### EXERCISE DESCRIPTION
Copy out each line of the material below that contains the word "wall". Case counts.
* Start GIVEN DATA *
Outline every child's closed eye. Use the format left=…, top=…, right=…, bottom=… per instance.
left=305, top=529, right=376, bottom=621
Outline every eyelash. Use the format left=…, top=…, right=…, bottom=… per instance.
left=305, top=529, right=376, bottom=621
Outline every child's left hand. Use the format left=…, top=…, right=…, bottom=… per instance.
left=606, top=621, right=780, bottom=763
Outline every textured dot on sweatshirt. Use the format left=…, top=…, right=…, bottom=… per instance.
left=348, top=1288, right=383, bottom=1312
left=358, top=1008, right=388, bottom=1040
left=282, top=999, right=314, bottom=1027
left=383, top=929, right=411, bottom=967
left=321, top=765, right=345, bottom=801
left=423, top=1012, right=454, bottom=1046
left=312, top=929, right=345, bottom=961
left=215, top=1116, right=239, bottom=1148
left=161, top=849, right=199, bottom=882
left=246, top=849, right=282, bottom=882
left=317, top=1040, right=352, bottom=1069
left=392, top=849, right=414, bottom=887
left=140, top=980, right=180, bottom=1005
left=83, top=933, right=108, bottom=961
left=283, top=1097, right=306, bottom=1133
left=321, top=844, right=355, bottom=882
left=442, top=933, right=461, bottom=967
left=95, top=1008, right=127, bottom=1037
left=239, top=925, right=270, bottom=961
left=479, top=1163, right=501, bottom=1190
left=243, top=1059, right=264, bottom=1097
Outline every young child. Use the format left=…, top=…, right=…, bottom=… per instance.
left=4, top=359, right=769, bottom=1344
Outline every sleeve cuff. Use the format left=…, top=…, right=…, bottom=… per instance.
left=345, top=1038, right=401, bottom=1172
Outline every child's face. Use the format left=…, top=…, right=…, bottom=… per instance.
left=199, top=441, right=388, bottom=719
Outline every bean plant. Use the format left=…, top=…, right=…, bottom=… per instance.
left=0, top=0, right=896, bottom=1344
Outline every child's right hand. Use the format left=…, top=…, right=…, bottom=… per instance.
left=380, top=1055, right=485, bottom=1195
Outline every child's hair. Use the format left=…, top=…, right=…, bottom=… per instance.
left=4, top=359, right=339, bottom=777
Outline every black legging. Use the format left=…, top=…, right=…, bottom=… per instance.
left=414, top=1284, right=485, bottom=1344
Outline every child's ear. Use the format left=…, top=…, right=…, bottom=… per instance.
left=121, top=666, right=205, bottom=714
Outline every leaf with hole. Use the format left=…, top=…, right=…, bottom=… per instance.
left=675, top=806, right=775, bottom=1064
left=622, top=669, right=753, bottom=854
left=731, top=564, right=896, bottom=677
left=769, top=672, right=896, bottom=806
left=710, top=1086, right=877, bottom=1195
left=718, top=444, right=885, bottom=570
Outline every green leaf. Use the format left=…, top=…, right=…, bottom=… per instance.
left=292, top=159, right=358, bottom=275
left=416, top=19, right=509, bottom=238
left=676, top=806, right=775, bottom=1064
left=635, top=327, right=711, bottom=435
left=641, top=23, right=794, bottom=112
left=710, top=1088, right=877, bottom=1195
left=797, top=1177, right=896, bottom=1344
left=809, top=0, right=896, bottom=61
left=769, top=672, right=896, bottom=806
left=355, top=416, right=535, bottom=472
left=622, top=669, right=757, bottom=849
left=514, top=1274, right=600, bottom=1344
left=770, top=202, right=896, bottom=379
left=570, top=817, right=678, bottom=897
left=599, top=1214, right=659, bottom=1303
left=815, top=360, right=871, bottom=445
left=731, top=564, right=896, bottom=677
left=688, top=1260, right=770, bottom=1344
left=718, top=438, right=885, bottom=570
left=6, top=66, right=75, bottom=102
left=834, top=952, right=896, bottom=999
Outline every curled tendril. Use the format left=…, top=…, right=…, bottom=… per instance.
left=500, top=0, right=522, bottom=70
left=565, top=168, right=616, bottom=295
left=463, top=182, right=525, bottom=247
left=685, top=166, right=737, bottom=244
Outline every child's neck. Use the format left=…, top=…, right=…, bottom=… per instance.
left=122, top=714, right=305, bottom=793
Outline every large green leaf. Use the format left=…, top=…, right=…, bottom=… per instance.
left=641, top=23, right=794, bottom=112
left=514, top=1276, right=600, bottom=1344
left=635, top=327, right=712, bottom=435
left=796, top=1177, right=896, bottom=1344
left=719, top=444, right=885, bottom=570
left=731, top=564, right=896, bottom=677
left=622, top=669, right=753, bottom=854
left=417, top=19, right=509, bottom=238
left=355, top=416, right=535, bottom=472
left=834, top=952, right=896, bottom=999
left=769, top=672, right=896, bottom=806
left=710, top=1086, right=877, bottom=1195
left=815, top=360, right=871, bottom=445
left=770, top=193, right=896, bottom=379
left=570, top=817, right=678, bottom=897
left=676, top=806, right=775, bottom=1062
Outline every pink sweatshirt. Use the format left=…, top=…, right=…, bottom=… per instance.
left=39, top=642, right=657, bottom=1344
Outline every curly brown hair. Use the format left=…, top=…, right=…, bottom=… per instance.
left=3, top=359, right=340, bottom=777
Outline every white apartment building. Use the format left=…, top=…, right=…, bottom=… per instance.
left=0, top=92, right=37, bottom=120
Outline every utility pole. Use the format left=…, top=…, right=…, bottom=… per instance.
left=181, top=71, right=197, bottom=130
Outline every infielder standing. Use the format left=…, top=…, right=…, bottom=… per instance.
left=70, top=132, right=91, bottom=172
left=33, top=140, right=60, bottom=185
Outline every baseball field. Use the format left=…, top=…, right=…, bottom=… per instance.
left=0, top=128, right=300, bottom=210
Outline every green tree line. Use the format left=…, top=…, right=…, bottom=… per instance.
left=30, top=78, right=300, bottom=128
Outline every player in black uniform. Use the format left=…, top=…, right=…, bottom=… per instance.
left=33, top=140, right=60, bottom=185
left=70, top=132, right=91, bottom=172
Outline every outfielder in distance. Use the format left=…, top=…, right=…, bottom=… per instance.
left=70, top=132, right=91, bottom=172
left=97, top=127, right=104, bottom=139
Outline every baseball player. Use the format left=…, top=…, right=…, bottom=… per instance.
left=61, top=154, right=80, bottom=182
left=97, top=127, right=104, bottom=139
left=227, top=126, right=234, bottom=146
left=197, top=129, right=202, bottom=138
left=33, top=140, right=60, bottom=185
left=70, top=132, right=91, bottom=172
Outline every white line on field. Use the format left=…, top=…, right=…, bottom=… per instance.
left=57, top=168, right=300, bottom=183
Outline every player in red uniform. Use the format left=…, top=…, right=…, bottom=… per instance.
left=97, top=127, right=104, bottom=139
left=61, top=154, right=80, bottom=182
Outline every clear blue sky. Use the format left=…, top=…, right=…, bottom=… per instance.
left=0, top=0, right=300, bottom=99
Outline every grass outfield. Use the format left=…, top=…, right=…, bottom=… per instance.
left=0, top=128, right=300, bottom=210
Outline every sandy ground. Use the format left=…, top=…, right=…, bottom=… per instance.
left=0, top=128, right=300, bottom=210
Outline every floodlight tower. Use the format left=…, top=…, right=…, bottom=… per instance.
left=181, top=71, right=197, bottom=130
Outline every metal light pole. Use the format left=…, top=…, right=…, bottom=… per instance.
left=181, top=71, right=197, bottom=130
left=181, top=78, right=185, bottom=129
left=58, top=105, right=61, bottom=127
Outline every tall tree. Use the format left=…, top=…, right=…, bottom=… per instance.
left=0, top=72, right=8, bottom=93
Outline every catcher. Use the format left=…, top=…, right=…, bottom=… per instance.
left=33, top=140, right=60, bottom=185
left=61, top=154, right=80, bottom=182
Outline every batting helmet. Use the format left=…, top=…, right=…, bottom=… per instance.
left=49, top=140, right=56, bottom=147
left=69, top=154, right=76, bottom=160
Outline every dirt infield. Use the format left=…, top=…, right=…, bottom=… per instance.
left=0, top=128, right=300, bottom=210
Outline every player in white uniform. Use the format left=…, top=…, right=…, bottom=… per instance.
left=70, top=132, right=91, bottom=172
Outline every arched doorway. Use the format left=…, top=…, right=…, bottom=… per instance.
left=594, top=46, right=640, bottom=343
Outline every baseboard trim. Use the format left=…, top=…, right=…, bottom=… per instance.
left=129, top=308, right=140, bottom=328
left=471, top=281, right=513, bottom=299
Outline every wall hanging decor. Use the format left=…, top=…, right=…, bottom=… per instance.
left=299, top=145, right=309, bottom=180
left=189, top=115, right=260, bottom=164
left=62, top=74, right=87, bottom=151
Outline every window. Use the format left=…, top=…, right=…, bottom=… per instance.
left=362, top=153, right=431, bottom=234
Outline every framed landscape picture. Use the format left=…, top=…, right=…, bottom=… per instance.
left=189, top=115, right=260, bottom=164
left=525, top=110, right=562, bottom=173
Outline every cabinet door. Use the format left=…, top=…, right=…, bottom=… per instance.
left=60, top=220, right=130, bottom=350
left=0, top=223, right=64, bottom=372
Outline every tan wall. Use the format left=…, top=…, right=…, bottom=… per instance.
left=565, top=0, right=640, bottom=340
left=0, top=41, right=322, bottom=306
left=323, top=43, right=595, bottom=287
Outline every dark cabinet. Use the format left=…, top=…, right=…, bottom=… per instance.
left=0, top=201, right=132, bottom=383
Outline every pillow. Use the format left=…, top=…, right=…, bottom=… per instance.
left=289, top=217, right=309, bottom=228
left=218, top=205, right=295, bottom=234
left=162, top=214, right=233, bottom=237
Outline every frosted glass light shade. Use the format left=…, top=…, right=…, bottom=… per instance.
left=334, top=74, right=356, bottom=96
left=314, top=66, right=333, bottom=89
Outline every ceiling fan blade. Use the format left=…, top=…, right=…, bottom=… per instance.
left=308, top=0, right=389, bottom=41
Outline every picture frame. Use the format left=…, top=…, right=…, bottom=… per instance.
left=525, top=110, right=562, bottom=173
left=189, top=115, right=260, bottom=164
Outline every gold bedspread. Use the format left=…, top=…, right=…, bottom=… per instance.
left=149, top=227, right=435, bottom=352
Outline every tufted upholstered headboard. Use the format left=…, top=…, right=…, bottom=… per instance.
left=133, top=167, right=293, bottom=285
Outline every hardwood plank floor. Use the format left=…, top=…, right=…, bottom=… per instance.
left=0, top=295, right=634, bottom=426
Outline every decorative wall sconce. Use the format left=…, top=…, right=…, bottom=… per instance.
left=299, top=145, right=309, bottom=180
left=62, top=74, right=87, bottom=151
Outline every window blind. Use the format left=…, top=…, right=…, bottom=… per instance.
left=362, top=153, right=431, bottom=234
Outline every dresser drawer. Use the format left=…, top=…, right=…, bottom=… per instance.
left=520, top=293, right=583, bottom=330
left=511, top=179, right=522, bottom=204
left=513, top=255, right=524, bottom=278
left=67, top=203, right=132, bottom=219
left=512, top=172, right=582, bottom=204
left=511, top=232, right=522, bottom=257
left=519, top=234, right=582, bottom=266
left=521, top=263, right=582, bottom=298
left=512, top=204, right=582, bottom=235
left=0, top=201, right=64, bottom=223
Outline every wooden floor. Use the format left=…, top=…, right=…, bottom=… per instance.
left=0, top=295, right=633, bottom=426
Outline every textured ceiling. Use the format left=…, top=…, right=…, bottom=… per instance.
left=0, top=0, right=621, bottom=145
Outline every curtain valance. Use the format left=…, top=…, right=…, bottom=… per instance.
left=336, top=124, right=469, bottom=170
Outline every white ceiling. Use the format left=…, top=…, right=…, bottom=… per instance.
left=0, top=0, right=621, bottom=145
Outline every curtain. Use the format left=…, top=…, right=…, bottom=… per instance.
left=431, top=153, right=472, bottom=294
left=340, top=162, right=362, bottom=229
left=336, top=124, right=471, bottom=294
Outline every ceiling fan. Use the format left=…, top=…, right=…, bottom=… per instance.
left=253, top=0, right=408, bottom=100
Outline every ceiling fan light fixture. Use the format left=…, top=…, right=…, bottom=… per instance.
* End GIVEN DATA *
### FULL ANSWER
Outline every wall hanging decor. Use the format left=…, top=…, right=…, bottom=… per instance.
Outline every tan wall. Use the format left=…, top=…, right=…, bottom=… per instance.
Outline every decorative wall sconce. Use the format left=…, top=…, right=…, bottom=… per instance.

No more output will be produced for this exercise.